- **WORK TO COMPLETE**
Please reproduce all entries word for word and omit their pictures.

- **SUPPLIED MATERIAL**
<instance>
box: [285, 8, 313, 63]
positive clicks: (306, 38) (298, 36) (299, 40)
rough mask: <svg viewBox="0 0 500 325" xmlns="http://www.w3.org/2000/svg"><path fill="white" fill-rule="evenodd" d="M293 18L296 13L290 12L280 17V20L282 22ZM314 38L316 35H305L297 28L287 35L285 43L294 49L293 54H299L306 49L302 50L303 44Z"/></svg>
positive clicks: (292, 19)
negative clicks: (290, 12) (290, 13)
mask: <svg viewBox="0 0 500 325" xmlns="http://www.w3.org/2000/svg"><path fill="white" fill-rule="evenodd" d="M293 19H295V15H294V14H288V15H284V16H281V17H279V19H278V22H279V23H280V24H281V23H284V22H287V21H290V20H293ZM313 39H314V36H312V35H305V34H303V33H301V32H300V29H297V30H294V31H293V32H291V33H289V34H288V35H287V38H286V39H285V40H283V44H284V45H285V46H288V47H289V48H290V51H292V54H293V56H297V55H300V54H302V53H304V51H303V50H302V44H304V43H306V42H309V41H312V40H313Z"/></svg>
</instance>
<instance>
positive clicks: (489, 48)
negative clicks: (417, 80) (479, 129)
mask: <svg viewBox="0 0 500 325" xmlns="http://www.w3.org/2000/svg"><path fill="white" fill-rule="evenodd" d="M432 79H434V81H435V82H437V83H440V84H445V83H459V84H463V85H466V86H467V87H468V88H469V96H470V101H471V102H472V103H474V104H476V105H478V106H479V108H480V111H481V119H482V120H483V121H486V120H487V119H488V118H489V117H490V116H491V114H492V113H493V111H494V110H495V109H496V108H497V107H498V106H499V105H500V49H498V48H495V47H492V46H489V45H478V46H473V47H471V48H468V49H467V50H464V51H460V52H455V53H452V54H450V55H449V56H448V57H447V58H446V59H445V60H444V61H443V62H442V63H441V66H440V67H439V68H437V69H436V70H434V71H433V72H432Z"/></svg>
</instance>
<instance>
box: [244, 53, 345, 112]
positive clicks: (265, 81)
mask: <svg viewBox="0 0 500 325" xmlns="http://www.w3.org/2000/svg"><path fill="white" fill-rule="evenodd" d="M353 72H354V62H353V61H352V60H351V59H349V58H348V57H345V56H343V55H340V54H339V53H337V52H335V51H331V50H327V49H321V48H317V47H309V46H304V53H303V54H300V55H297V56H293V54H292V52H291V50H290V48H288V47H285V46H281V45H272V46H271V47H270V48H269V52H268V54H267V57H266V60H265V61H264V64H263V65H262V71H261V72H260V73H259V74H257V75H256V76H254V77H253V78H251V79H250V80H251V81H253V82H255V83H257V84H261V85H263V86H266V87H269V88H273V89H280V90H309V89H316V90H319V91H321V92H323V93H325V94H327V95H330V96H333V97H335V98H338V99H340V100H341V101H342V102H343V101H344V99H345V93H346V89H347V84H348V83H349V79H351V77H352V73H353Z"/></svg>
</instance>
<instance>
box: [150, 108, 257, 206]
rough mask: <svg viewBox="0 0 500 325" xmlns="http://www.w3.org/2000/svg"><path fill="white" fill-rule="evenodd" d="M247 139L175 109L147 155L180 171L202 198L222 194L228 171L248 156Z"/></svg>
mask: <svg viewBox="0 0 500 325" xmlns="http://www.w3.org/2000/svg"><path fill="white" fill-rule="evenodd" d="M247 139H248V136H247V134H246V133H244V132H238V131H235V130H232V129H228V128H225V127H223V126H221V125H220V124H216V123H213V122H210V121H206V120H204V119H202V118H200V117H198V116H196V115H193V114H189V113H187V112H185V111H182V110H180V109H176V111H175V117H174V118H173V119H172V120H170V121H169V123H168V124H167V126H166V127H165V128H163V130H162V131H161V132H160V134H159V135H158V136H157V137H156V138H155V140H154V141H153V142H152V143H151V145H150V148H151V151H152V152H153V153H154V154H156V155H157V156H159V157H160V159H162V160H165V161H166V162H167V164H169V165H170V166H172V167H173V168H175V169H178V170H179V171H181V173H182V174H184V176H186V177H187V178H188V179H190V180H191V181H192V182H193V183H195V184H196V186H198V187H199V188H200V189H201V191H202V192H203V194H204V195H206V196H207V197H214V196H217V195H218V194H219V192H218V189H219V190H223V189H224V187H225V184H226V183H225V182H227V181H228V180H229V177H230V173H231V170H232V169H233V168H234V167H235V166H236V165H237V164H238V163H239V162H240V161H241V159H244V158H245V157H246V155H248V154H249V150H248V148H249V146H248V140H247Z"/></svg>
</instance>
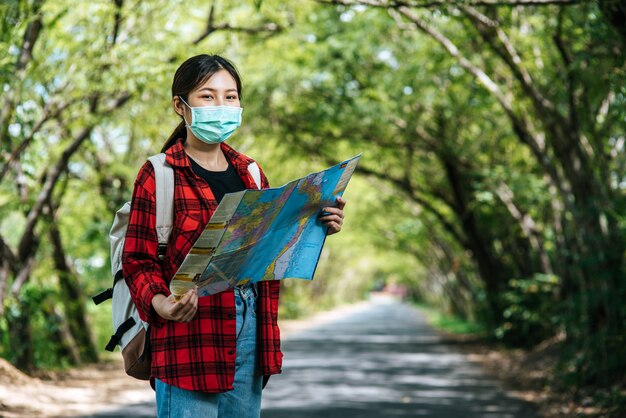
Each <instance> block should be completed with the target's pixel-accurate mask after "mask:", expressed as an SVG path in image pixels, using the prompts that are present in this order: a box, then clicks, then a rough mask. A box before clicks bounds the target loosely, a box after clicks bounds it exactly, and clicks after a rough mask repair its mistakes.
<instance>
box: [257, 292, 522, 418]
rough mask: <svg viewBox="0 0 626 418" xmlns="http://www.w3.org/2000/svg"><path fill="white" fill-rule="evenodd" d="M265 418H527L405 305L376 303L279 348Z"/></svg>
mask: <svg viewBox="0 0 626 418" xmlns="http://www.w3.org/2000/svg"><path fill="white" fill-rule="evenodd" d="M284 352H285V367H284V371H283V374H282V375H280V376H275V377H273V378H272V379H270V383H269V385H268V387H267V388H266V390H265V393H264V398H263V408H264V409H263V411H264V412H263V416H264V417H269V418H273V417H318V416H325V417H335V416H337V417H339V416H342V417H343V416H350V417H353V416H354V417H393V416H428V417H448V418H450V417H458V416H460V415H461V414H462V415H463V416H465V417H467V418H470V417H498V418H506V417H522V416H523V417H532V416H533V412H532V409H531V408H530V407H529V406H527V405H525V404H522V403H520V402H519V401H517V400H515V399H512V398H510V397H508V396H507V395H506V394H505V393H503V392H502V391H501V390H500V389H498V388H497V386H496V384H495V382H494V381H493V380H492V379H490V378H488V377H486V376H485V374H484V372H483V371H482V370H481V369H480V368H479V367H478V366H477V365H476V364H473V363H472V362H470V361H468V359H467V357H466V356H464V355H462V354H460V353H457V352H455V351H453V350H452V349H451V348H449V347H447V346H445V345H443V343H442V339H441V338H440V337H439V336H438V335H437V334H436V333H435V332H434V331H432V329H431V328H430V327H429V326H428V325H426V323H425V322H424V319H423V318H422V317H421V316H420V314H419V313H418V312H417V311H416V310H415V309H413V308H411V307H410V306H408V305H406V304H402V303H400V302H399V301H395V300H393V299H381V298H376V299H373V300H372V303H371V304H369V305H363V306H361V308H360V309H358V310H355V311H353V312H351V313H350V314H349V315H346V316H344V317H342V318H338V319H336V320H335V321H332V322H328V323H325V324H322V325H319V326H317V327H315V328H312V329H308V330H306V331H302V332H299V333H296V334H293V335H291V336H290V337H289V338H287V340H286V341H285V342H284Z"/></svg>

- **ANSWER SECTION**
<instance>
box: [285, 8, 313, 63]
positive clicks: (306, 38) (298, 36) (299, 40)
rough mask: <svg viewBox="0 0 500 325" xmlns="http://www.w3.org/2000/svg"><path fill="white" fill-rule="evenodd" d="M293 18L296 13L290 12L280 17V20L282 22ZM314 38L316 35H305L297 28L287 35L285 43L294 49L293 54H299L306 49L302 50L303 44Z"/></svg>
positive clicks: (292, 19)
negative clicks: (290, 12) (290, 13)
mask: <svg viewBox="0 0 500 325" xmlns="http://www.w3.org/2000/svg"><path fill="white" fill-rule="evenodd" d="M293 19H295V15H294V14H288V15H284V16H281V17H279V19H278V22H279V23H280V24H281V23H284V22H287V21H290V20H293ZM313 39H314V36H312V35H305V34H303V33H301V32H300V29H297V30H294V31H293V32H291V33H289V34H288V35H287V38H286V39H285V40H283V44H284V45H285V46H288V47H289V48H290V51H292V54H293V56H297V55H300V54H302V53H304V51H303V50H302V44H304V43H306V42H309V41H312V40H313Z"/></svg>
</instance>
<instance>
positive clicks: (489, 48)
negative clicks: (417, 80) (479, 129)
mask: <svg viewBox="0 0 500 325" xmlns="http://www.w3.org/2000/svg"><path fill="white" fill-rule="evenodd" d="M432 79H434V81H435V82H437V83H440V84H445V83H459V84H463V85H466V86H467V87H468V88H469V96H470V101H471V102H472V103H474V104H476V105H478V106H479V108H480V111H481V119H482V120H483V121H486V120H487V119H488V118H489V117H490V116H491V114H492V113H493V111H494V110H495V109H496V108H497V107H498V106H499V105H500V49H498V48H495V47H492V46H489V45H478V46H473V47H471V48H468V49H467V50H464V51H460V52H455V53H452V54H450V55H449V56H448V57H447V58H446V59H445V60H444V61H443V62H442V63H441V66H440V67H439V68H437V69H436V70H434V71H433V72H432Z"/></svg>
</instance>
<instance>
box: [244, 53, 345, 112]
positive clicks: (265, 81)
mask: <svg viewBox="0 0 500 325" xmlns="http://www.w3.org/2000/svg"><path fill="white" fill-rule="evenodd" d="M353 72H354V62H353V61H352V60H351V59H349V58H348V57H345V56H343V55H340V54H339V53H337V52H335V51H331V50H327V49H321V48H317V47H309V46H304V53H303V54H300V55H297V56H293V54H292V52H291V50H290V48H288V47H285V46H281V45H272V46H271V47H270V48H269V52H268V54H267V57H266V60H265V61H264V64H263V65H262V71H261V72H260V73H259V74H257V75H256V76H254V77H253V78H251V79H250V80H251V81H253V82H255V83H257V84H261V85H263V86H266V87H269V88H273V89H280V90H309V89H316V90H319V91H321V92H323V93H325V94H327V95H330V96H333V97H335V98H338V99H340V100H341V101H342V102H343V101H344V99H345V93H346V89H347V84H348V83H349V79H351V77H352V73H353Z"/></svg>
</instance>
<instance>
box: [150, 108, 257, 206]
rough mask: <svg viewBox="0 0 500 325" xmlns="http://www.w3.org/2000/svg"><path fill="white" fill-rule="evenodd" d="M247 139L175 109L147 155L180 171L202 198L222 194L228 171L248 156Z"/></svg>
mask: <svg viewBox="0 0 500 325" xmlns="http://www.w3.org/2000/svg"><path fill="white" fill-rule="evenodd" d="M247 139H248V136H247V134H246V133H244V132H238V131H235V130H232V129H228V128H225V127H223V126H221V125H220V124H216V123H213V122H210V121H206V120H204V119H202V118H200V117H198V116H196V115H193V114H189V113H187V112H185V111H182V110H180V109H176V111H175V117H174V118H173V119H172V120H170V121H169V123H168V124H167V126H166V127H165V128H163V130H162V131H161V132H160V134H159V135H158V136H157V137H156V138H155V140H154V141H153V142H152V143H151V145H150V148H151V151H152V152H153V153H154V154H156V155H157V156H159V157H160V159H162V160H165V161H166V162H167V164H169V165H170V166H172V167H173V168H175V169H178V170H179V171H181V173H182V174H184V176H186V177H187V178H188V179H190V180H191V181H192V182H193V183H195V184H196V186H198V187H199V188H200V189H201V191H202V192H203V194H204V195H206V196H207V197H214V196H217V195H218V194H219V192H218V189H219V190H223V189H224V187H225V184H226V183H225V182H227V181H228V180H229V177H230V173H231V170H232V169H233V168H234V167H235V166H236V165H237V164H238V163H239V162H240V161H241V159H244V158H245V157H246V155H248V154H249V150H248V148H249V146H248V140H247Z"/></svg>
</instance>
Each <instance> block should be completed with the target's pixel-accurate mask after "mask:", expressed as an SVG path in image pixels, using the prompts that are present in this order: a box, then clicks, then a rough mask. A box before clicks bounds the target loosely, a box after clicks bounds it exactly, and clicks after a rough mask repair its mistakes.
<instance>
box: [257, 292, 522, 418]
rough mask: <svg viewBox="0 0 626 418" xmlns="http://www.w3.org/2000/svg"><path fill="white" fill-rule="evenodd" d="M265 418H527L405 305L376 303L279 348Z"/></svg>
mask: <svg viewBox="0 0 626 418" xmlns="http://www.w3.org/2000/svg"><path fill="white" fill-rule="evenodd" d="M284 352H285V367H284V371H283V374H282V375H280V376H275V377H273V378H272V379H270V383H269V385H268V387H267V388H266V390H265V393H264V398H263V408H264V409H263V411H264V412H263V416H264V417H269V418H273V417H318V416H325V417H335V416H337V417H339V416H342V417H343V416H350V417H353V416H354V417H393V416H428V417H448V418H450V417H458V416H460V415H461V414H462V415H463V416H465V417H467V418H470V417H498V418H506V417H522V416H523V417H532V416H533V412H532V409H531V408H530V407H529V406H527V405H525V404H522V403H520V402H519V401H517V400H515V399H512V398H510V397H508V396H507V395H506V394H505V393H503V392H502V391H501V390H500V389H498V388H497V386H496V384H495V382H494V381H493V380H492V379H490V378H488V377H486V376H485V374H484V372H483V371H482V370H481V369H480V368H479V367H478V366H477V365H476V364H473V363H472V362H470V361H468V359H467V357H466V356H464V355H462V354H460V353H457V352H455V351H453V350H452V349H451V348H449V347H447V346H445V345H443V343H442V339H441V338H440V337H439V336H438V335H437V334H436V333H435V332H434V331H432V329H431V328H430V327H429V326H428V325H426V323H425V322H424V319H423V318H422V317H421V316H420V314H419V313H418V312H417V311H416V310H415V309H413V308H411V307H410V306H408V305H406V304H402V303H400V302H399V301H395V300H393V299H381V298H376V299H373V300H372V303H371V304H369V305H363V306H361V308H360V309H358V310H355V311H353V312H351V313H350V314H349V315H346V316H344V317H342V318H338V319H336V320H335V321H332V322H328V323H325V324H322V325H319V326H317V327H315V328H312V329H308V330H306V331H302V332H299V333H296V334H293V335H291V336H290V337H289V338H287V340H286V341H285V342H284Z"/></svg>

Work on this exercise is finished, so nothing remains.